** Task to complete **
Write out, character for character, the line containing "# point at: round" and all lines after it up to the end of the listing.
• • • • •
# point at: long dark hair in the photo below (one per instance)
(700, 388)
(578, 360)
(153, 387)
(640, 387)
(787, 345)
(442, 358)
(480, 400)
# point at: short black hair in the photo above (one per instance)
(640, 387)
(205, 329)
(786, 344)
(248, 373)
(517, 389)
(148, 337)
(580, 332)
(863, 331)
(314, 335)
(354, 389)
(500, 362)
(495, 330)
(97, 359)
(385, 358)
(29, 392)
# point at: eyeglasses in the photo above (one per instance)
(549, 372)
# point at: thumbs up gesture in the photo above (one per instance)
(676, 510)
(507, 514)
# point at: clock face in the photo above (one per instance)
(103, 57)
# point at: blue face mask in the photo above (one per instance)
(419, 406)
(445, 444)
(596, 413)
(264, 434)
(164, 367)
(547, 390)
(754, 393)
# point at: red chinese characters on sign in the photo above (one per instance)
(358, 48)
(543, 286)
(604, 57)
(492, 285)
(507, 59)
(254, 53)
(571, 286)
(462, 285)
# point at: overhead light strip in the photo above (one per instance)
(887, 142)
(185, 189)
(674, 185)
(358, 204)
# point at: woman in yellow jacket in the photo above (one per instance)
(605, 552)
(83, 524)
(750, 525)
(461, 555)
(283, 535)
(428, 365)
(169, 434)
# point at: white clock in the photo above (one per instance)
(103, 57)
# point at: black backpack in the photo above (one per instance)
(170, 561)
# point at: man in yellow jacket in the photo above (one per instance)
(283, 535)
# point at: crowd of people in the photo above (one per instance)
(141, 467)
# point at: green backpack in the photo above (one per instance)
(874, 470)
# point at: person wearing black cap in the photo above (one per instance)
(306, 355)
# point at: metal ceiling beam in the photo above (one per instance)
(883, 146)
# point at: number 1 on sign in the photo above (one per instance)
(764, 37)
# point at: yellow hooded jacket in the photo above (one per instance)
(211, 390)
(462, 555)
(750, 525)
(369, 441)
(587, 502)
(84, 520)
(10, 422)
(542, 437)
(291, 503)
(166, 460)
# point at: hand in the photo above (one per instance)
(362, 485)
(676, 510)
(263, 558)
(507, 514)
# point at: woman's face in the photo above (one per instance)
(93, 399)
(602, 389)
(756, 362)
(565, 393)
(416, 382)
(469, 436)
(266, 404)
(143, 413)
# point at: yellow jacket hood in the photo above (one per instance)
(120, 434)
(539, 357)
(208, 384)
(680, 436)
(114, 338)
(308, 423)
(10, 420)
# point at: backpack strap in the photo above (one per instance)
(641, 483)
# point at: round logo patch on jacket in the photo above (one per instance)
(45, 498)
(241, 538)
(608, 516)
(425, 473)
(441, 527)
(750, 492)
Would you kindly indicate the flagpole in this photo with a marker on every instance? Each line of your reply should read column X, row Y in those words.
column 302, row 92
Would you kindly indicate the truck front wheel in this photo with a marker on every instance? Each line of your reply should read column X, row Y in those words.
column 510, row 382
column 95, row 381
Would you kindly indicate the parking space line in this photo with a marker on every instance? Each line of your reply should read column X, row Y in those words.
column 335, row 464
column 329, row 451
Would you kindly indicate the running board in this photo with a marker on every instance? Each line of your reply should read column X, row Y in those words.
• • • • •
** Exercise answer **
# point at: round logo patch on jacket in the photo above (one per instance)
(45, 498)
(241, 538)
(608, 516)
(425, 473)
(441, 527)
(750, 492)
Would you kindly indicate the flagpole in this photo with a marker on every instance? Each line of your reply should read column X, row Y in those words.
column 302, row 92
Would you kindly indicate the truck front wheel in this photo with a marker on every instance? Each line of your reply should read column X, row Y in those words.
column 510, row 382
column 95, row 381
Would you kindly indicate the parking space line in this photo with a marker on every instance? Each line of your reply should read column X, row Y in those words.
column 335, row 464
column 329, row 451
Would you kindly indicate the running board in this photo with a marker on every instance? Each line of your reply should read column X, row Y in those words.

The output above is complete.